- [KETENTUAN TUGAS 1]:
Menurut teks tentang Impian #1, apa yang membuat penulis yakin untuk berangkat dan mencoba perjalanan nekat lagi? Jelaskan dalam satu sampai tiga kalimat.

Langsung ke konten utama

Impian #1 : Perjalanan


Impian akan membawa kita terbang. Semakin kita percaya dengan impian itu, semakin kita tak menyangka bahwa ia telah membawa kita jauh dari sebelumnya. Ada begitu banyak hal yang akan terlewati dalam proses pencapaiannya. Sehingga rasa-rasanya, rugi jika tak diabadikan dalam aksara. Seperti kata Pramoedya Ananta Toer, “Orang boleh pandai setinggi langit, tapi selama ia tidak menulis, ia akan hilang di dalam masyarakat dan dari sejarah. Menulis adalah bekerja untuk keabadian.”


Tulisan ini in syaa Allah akan berkelanjutan. Inspirasinya berawal dari pemikiran kebanyakan orang yang hanya melihat hasil pencapaian seseorang. Hingga lupa ada proses yang mengorbankan banyak tangis, rindu, waktu, dan berbagai ujian fisik, materi hingga batin. Ketika setiap penonton melihat proses itu, maka mereka tidak akan mudah (lagi) menilai dan berkomentar, “Dia beruntung”, “Dia punya fasilitas lengkap”, atau “Dia punya orang dalam.” Setiap orang menjalani prosesnya dari titik nol hingga ia menjadi “Pantas.” Mungkin memang benar, ada segelintir orang yang mengambil jalan instan, namun bukan berarti kita bisa menggeneralisir proses setiap orang itu “Sama.” Mari bijak mengambil contoh dan panutan. Agar paradigma kita tak melulu berkomentar dengan kekurangan diri dan kelebihan orang lain, tapi percaya bahwa setiap orang “Bisa” jika ia mau untuk berusaha.
***

Kisah awal dalam mewujudkan Impian #1 dimulai dengan sebuah perjalanan nekat. Pikiranku saat itu adalah “Bagaimana saya bisa sampai ke tempat itu dulu.” Masalah bagaimana biaya belajar hingga biaya pulang belum terpikirkan. Yang ada di benakku hanya “Target dan waktu.” Saya tidak punya banyak waktu untuk berpikir dan saya harus segera mempersiapkan semuanya sesuai dengan target yang ku buat. Sehingga ku sebut ini perjalanan nekat ku ke dua, setelah kemarin sempat pergi ke Padang hanya dengan modal uang 50 ribu rupiah di dompet. Dan pengalaman kemarin itu juga lah yang membuatku percaya, bahwa kita punya Allah yang Maha Besar dengan berbagai potensi yang diberikannya pada tiap hamba-Nya. Hal itulah yang membuatku yakin untuk berangkat dan mencobanya kembali.

Rekaman yang terdapat dalam sebuah dataset
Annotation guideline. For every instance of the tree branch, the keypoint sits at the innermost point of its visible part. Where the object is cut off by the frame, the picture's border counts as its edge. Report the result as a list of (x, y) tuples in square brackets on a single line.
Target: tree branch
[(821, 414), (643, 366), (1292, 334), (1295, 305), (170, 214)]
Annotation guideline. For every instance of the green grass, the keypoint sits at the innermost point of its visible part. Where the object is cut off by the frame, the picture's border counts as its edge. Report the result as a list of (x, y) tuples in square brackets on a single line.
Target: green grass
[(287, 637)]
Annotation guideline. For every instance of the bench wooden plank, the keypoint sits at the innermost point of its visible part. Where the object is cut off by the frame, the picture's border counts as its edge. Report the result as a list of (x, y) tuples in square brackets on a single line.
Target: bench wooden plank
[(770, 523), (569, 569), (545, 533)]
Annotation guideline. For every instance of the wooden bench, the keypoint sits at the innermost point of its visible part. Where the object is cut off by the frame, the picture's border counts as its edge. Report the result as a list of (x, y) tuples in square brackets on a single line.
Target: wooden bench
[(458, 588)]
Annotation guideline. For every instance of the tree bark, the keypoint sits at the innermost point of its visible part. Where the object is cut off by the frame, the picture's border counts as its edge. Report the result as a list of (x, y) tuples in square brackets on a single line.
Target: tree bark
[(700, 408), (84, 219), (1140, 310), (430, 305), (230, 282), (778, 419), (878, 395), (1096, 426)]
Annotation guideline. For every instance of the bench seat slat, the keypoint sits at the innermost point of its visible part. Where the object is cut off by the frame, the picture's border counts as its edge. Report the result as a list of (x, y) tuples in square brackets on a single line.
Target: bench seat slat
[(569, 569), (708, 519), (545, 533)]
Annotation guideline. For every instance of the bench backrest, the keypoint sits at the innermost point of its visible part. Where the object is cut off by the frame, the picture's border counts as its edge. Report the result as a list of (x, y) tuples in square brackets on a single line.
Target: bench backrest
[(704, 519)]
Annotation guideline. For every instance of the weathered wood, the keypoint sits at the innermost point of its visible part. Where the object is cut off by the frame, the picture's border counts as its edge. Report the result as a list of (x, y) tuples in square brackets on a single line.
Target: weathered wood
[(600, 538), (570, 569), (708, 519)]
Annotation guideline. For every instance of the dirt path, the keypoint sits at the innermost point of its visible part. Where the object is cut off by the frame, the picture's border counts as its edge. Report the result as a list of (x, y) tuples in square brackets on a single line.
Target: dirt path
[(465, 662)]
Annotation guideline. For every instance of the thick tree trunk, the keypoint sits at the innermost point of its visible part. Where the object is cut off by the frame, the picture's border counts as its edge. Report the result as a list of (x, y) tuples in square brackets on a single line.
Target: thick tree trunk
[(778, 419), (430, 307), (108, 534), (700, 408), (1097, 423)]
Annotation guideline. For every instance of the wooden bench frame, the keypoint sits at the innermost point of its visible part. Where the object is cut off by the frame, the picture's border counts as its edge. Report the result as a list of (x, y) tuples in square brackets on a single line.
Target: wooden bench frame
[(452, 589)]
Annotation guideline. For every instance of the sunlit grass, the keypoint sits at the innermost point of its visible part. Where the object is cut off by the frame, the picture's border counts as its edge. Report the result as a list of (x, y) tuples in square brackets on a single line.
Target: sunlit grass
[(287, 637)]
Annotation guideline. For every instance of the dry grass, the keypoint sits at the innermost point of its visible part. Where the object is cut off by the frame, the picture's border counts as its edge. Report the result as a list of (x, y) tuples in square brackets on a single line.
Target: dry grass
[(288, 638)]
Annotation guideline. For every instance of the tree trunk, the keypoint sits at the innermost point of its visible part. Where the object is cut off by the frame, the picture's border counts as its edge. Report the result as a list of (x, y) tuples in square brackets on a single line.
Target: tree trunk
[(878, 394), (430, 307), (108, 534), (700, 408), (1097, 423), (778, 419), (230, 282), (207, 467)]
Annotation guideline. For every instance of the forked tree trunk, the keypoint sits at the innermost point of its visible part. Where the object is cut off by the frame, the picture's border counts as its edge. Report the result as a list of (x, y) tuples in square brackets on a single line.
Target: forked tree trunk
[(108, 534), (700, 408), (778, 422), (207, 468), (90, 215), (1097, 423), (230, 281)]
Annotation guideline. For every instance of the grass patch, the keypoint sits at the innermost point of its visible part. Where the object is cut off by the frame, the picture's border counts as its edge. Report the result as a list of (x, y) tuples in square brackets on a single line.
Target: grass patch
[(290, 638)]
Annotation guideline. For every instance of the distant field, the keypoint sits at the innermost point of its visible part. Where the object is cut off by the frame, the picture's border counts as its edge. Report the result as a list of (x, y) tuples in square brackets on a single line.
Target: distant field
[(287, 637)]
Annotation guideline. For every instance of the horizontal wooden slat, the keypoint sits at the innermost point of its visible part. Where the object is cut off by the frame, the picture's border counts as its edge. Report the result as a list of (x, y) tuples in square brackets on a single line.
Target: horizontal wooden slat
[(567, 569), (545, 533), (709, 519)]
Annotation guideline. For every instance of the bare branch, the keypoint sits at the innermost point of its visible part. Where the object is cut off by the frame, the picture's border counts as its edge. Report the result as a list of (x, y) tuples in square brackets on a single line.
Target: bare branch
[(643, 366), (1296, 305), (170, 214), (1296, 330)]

- [KETENTUAN TUGAS 2]:
Tuliskan ulang kata demi kata baris-baris rekaman mulai dari awal rekaman sampai baris yang memuat "[(821, 414), (643, 366), (1292, 334), (1295, 305), (170, 214)]", termasuk kedua ujungnya.

- [JAWABAN BENAR 1]:
Penulis yakin karena pengalaman sebelumnya, yaitu pergi ke Padang hanya dengan uang 50 ribu rupiah di dompet. Pengalaman itu membuatnya percaya bahwa kita punya Allah yang Maha Besar, yang memberikan berbagai potensi kepada tiap hamba-Nya.

- [JAWABAN BENAR 2]:
Annotation guideline. For every instance of the tree branch, the keypoint sits at the innermost point of its visible part. Where the object is cut off by the frame, the picture's border counts as its edge. Report the result as a list of (x, y) tuples in square brackets on a single line.
Target: tree branch
[(821, 414), (643, 366), (1292, 334), (1295, 305), (170, 214)]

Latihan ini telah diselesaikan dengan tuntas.